Exactly transcribe the span of lines from the one containing "target | black tablet" through the final line of the entries, inclusive, and nothing outside it. Exclude the pictures.
DATA LISTING start
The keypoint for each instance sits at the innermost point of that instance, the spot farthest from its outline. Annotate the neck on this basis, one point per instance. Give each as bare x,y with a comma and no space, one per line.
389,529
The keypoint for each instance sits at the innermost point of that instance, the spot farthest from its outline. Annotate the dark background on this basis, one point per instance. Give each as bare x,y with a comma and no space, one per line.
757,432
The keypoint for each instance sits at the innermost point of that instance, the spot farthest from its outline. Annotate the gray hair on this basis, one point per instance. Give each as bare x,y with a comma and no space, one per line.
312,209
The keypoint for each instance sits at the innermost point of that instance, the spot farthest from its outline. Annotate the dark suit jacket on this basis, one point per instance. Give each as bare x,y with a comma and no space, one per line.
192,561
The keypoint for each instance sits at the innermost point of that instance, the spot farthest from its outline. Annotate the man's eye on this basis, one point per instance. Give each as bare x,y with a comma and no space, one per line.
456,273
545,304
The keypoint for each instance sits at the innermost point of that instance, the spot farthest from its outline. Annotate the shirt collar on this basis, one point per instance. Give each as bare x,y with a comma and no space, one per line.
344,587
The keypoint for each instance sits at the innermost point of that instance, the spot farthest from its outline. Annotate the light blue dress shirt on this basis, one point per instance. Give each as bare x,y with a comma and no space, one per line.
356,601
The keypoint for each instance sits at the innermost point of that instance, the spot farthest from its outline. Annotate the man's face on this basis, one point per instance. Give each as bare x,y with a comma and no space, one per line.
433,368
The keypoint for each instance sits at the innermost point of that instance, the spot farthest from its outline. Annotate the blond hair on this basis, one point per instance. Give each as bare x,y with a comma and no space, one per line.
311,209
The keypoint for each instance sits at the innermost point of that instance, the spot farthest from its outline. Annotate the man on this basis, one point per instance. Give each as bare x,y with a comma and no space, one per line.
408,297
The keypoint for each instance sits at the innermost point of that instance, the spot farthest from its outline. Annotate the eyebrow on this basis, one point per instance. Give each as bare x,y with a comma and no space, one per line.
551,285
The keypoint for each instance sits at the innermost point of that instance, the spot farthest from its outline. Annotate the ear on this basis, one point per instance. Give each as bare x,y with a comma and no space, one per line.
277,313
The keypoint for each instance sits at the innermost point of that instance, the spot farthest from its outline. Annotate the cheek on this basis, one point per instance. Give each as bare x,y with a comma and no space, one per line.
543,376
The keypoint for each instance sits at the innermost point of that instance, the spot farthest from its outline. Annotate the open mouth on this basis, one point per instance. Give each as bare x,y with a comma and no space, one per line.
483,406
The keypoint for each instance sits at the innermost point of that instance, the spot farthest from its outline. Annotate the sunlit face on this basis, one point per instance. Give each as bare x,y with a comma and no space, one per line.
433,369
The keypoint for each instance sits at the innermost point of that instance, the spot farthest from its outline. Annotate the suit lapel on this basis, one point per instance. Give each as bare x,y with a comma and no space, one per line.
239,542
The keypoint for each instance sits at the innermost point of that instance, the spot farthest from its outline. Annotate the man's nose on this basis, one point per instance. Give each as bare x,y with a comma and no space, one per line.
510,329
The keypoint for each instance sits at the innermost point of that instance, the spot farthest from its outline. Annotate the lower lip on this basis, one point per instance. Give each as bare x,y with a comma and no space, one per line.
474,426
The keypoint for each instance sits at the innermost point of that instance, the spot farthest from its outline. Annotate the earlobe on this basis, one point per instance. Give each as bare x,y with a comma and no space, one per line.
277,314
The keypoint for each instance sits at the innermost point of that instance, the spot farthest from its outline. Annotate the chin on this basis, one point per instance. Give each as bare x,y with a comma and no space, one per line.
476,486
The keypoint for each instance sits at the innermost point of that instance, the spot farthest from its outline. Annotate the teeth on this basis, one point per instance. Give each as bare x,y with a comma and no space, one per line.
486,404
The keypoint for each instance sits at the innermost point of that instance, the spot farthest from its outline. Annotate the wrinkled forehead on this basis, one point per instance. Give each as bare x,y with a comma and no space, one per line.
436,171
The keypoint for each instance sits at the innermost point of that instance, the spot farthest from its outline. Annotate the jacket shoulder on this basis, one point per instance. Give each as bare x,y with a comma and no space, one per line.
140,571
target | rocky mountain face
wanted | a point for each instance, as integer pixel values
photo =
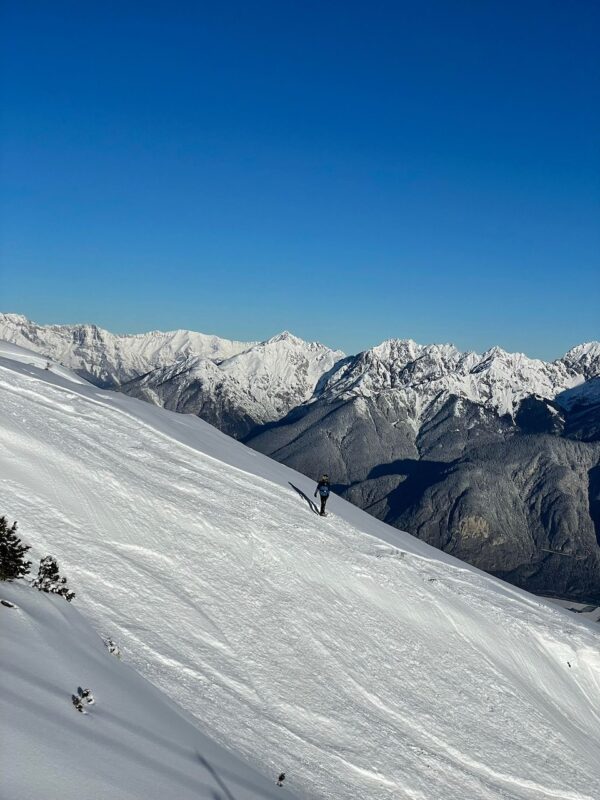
(494, 458)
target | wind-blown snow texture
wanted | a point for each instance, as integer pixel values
(358, 659)
(133, 744)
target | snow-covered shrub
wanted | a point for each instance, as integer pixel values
(49, 580)
(12, 553)
(112, 648)
(82, 696)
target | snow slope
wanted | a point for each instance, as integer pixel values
(356, 658)
(132, 744)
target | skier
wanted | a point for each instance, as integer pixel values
(323, 489)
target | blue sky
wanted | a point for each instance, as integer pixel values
(348, 171)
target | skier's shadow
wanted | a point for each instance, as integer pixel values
(311, 505)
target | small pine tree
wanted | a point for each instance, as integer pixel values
(12, 553)
(49, 580)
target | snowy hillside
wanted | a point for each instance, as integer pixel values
(357, 659)
(133, 743)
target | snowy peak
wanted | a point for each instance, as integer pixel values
(421, 375)
(110, 359)
(584, 359)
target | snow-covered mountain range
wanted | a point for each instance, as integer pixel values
(262, 381)
(426, 437)
(355, 658)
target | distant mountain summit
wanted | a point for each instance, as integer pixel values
(233, 385)
(110, 359)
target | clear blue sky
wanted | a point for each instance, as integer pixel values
(350, 171)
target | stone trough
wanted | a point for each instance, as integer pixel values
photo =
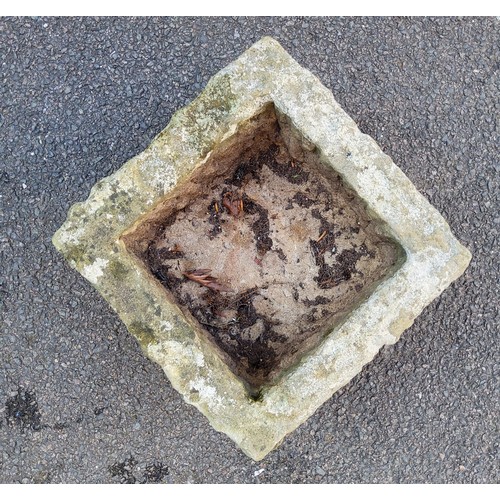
(262, 249)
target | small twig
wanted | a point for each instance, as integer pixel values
(233, 204)
(202, 277)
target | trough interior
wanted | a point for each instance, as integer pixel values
(264, 248)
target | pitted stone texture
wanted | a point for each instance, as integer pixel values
(91, 241)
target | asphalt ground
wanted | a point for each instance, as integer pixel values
(78, 400)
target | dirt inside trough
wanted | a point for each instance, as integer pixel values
(265, 248)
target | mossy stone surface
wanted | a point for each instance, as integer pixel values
(91, 241)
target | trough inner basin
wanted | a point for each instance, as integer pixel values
(264, 249)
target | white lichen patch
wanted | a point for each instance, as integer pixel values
(95, 270)
(206, 393)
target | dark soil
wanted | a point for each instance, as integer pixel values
(257, 247)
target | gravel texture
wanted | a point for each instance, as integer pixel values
(78, 400)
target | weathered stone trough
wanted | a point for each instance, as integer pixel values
(262, 249)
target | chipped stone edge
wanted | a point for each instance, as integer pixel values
(89, 239)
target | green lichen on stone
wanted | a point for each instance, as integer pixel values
(118, 270)
(144, 334)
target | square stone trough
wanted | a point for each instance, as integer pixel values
(262, 249)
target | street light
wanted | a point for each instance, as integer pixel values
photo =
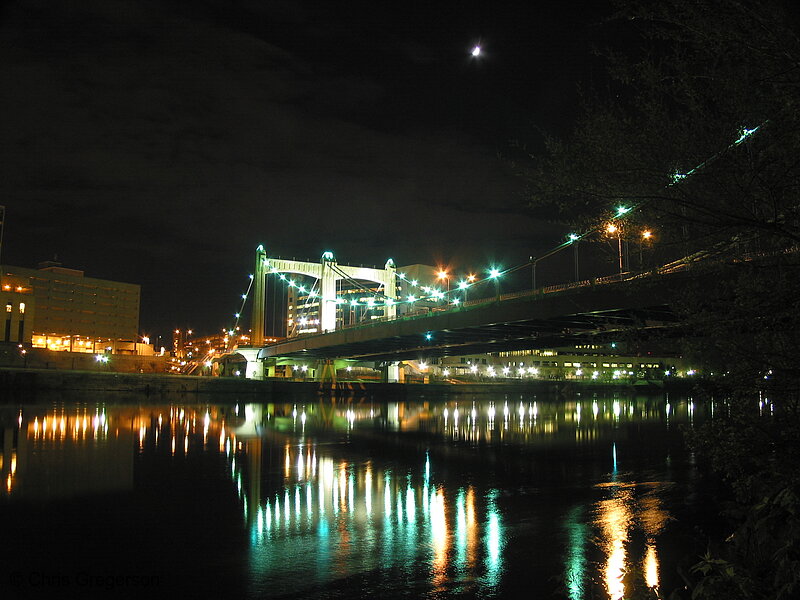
(647, 236)
(495, 274)
(573, 239)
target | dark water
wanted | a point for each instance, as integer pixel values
(591, 497)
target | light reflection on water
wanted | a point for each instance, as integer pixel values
(337, 526)
(392, 497)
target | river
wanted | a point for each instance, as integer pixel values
(592, 496)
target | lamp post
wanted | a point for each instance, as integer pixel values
(573, 239)
(495, 274)
(647, 236)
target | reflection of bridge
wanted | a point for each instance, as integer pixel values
(515, 322)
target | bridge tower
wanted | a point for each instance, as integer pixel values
(259, 283)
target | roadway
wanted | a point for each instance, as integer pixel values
(597, 310)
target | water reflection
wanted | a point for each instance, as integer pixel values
(349, 509)
(319, 488)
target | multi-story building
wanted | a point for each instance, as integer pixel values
(72, 312)
(18, 315)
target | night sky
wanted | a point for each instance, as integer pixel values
(159, 142)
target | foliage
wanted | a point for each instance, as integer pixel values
(689, 80)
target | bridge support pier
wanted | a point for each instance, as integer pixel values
(255, 367)
(391, 372)
(326, 371)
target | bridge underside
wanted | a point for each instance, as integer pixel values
(538, 321)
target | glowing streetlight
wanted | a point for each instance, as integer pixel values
(573, 239)
(495, 274)
(443, 276)
(611, 228)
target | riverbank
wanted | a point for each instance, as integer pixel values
(32, 383)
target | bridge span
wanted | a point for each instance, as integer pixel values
(573, 314)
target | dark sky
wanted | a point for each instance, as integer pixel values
(158, 142)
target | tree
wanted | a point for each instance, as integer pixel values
(697, 133)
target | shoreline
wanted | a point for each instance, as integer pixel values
(31, 383)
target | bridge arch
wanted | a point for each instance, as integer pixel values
(328, 272)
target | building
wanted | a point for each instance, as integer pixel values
(70, 311)
(18, 316)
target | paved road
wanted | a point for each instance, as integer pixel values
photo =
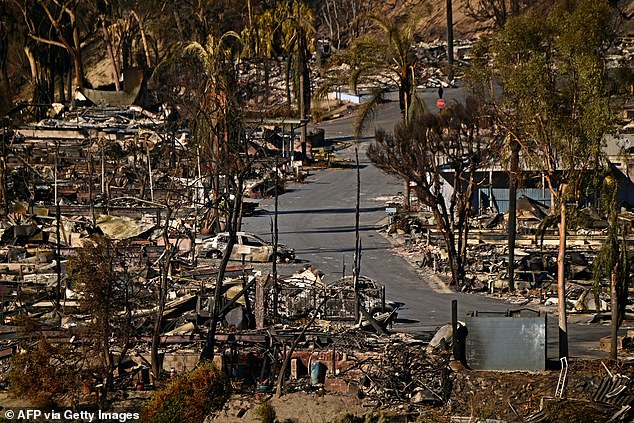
(317, 219)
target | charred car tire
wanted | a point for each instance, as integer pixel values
(214, 254)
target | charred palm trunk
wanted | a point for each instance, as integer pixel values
(162, 295)
(561, 278)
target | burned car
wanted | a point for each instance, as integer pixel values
(302, 295)
(248, 246)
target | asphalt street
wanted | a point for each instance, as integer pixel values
(317, 219)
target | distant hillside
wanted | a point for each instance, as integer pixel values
(432, 25)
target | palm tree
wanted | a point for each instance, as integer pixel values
(380, 61)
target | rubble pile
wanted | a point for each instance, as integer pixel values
(418, 240)
(525, 396)
(405, 377)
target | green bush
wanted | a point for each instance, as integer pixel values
(189, 398)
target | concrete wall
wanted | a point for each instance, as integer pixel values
(506, 343)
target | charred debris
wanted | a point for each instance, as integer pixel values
(111, 244)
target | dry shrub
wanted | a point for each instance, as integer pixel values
(189, 398)
(45, 376)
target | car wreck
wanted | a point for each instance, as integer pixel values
(248, 247)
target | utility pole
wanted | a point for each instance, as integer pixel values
(515, 151)
(357, 245)
(449, 41)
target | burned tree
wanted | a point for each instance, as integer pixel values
(107, 294)
(218, 131)
(453, 144)
(556, 104)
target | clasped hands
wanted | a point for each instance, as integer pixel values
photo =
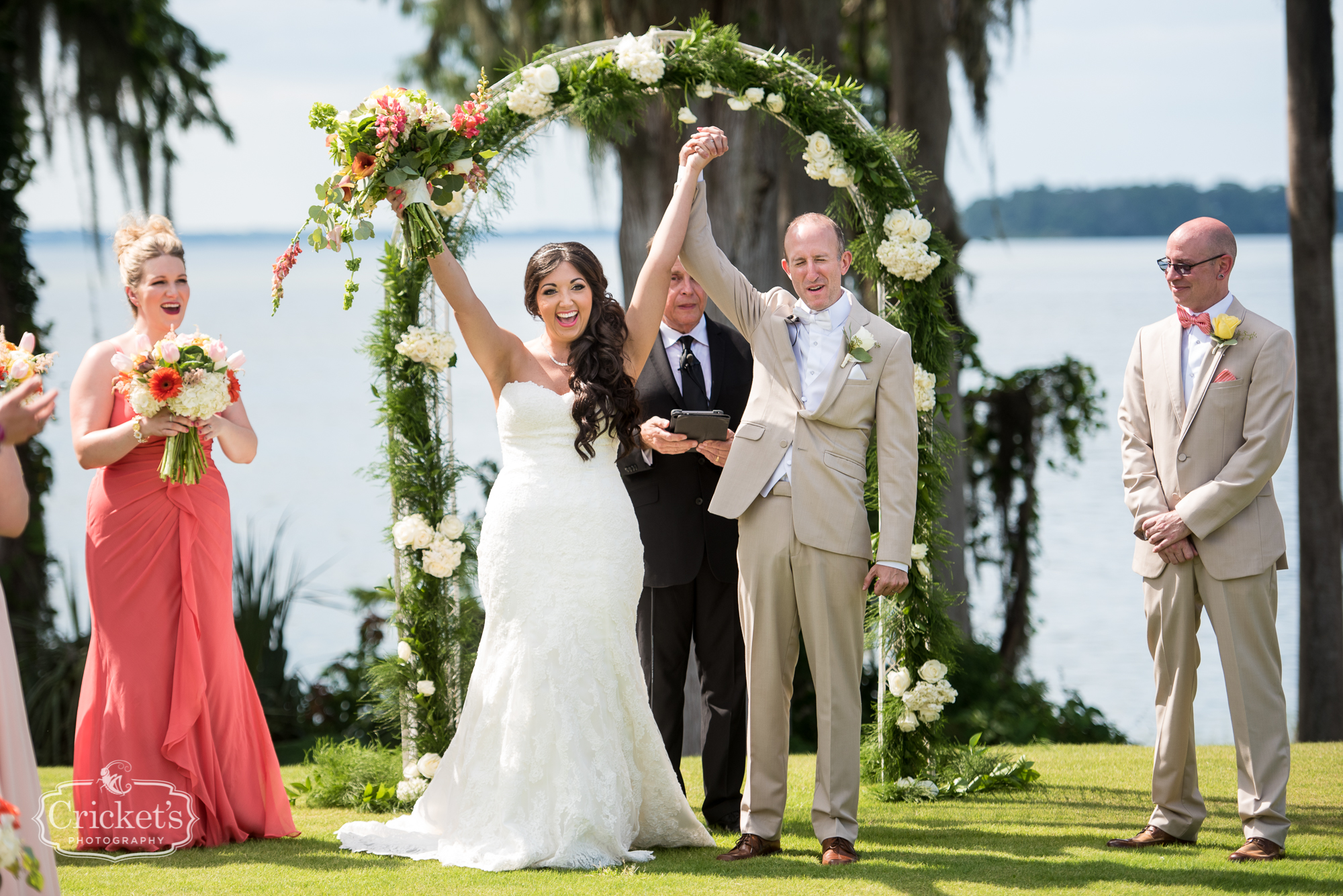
(1170, 537)
(657, 436)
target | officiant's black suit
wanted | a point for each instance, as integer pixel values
(691, 577)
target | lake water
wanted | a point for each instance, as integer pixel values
(307, 392)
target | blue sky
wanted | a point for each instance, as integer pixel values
(1089, 94)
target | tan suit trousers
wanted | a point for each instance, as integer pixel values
(789, 587)
(1243, 612)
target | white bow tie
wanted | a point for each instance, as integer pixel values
(812, 318)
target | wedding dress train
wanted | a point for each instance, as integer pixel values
(558, 761)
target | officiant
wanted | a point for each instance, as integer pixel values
(690, 554)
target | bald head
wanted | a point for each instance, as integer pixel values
(1208, 235)
(1205, 248)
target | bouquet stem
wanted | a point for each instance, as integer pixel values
(185, 459)
(422, 231)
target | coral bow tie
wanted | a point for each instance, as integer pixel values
(1201, 321)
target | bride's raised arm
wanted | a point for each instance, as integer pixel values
(651, 291)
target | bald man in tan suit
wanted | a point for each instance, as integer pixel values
(1207, 417)
(796, 482)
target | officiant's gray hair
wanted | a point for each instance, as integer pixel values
(816, 217)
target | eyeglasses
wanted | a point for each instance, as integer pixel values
(1183, 270)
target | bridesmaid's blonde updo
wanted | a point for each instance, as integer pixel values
(140, 239)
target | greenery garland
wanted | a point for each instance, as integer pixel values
(605, 87)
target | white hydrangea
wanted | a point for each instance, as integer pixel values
(202, 399)
(429, 346)
(926, 385)
(412, 789)
(413, 532)
(641, 58)
(909, 259)
(526, 99)
(443, 557)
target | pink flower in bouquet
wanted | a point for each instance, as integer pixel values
(469, 117)
(165, 384)
(280, 270)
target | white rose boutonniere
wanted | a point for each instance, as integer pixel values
(859, 346)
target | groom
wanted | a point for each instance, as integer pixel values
(796, 485)
(1205, 417)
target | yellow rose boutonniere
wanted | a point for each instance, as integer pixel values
(1224, 329)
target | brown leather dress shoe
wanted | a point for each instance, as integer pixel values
(1259, 850)
(751, 847)
(1149, 836)
(837, 851)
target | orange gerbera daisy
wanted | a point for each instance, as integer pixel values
(165, 384)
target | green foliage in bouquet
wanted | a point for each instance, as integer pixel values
(605, 87)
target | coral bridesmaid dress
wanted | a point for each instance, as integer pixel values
(167, 695)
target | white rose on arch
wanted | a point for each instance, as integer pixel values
(413, 532)
(429, 764)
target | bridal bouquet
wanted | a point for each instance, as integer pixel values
(18, 362)
(193, 376)
(400, 140)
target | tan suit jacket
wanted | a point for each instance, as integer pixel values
(831, 443)
(1215, 460)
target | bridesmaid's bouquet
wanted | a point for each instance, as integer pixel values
(193, 376)
(18, 362)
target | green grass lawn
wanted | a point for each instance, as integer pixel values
(1051, 839)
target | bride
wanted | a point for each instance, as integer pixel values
(558, 761)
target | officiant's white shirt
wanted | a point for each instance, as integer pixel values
(700, 349)
(1197, 344)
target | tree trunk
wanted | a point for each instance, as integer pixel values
(919, 99)
(1310, 201)
(24, 561)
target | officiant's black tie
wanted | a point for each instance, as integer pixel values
(694, 395)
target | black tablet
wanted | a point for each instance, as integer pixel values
(702, 426)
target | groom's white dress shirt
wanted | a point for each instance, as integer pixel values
(1197, 344)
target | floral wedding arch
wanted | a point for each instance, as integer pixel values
(605, 86)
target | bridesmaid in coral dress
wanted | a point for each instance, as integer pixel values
(167, 695)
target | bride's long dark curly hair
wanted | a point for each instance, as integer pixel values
(605, 400)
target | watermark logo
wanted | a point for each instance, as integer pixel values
(130, 817)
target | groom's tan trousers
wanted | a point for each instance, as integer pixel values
(789, 587)
(1243, 612)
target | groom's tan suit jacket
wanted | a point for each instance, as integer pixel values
(831, 443)
(1215, 459)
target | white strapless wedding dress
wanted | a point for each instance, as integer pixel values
(558, 761)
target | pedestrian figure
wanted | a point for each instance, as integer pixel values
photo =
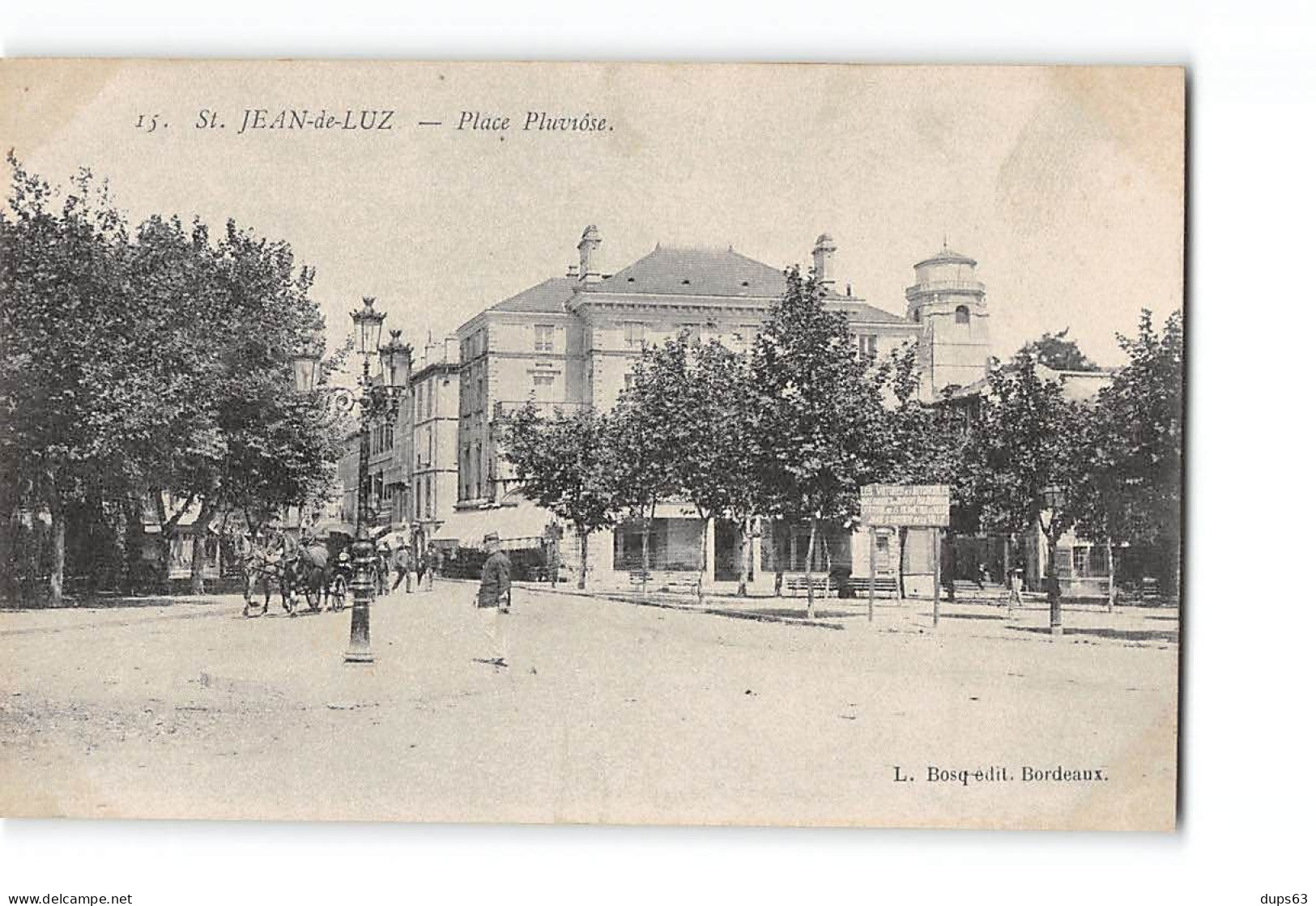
(381, 568)
(1016, 591)
(435, 563)
(402, 566)
(494, 600)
DATA LISTING end
OUTPUT OF THE EXERCISE
target | black tablet
wanted | a point for each instance, as integer pixel values
(702, 426)
target | groom's white dress shirt
wanted | a point for each instance, as integer pixel values
(1197, 344)
target | floral wedding arch
wanted | a point for each instance, as integer pixel values
(605, 86)
target | bridesmaid in coral dress
wanted | a point for each instance, as integer pixel values
(167, 695)
target | bride's long dark curly hair
wanted | a point for each instance, as integer pixel values
(605, 400)
target | watermark logo
wanted | a point for each instance, as integer pixel values
(130, 817)
target | groom's tan trousers
wanted | a point for each instance, as integer pixel values
(789, 587)
(1243, 612)
target | groom's tan suit jacket
wanted | a point for each instance, as integer pixel values
(831, 443)
(1215, 459)
target | white strapless wedding dress
wanted | a point for each instance, as integer pixel values
(558, 761)
target | pedestrian figure
wanted | a point for each instance, as integer pixel values
photo =
(381, 568)
(1016, 591)
(435, 563)
(402, 566)
(494, 600)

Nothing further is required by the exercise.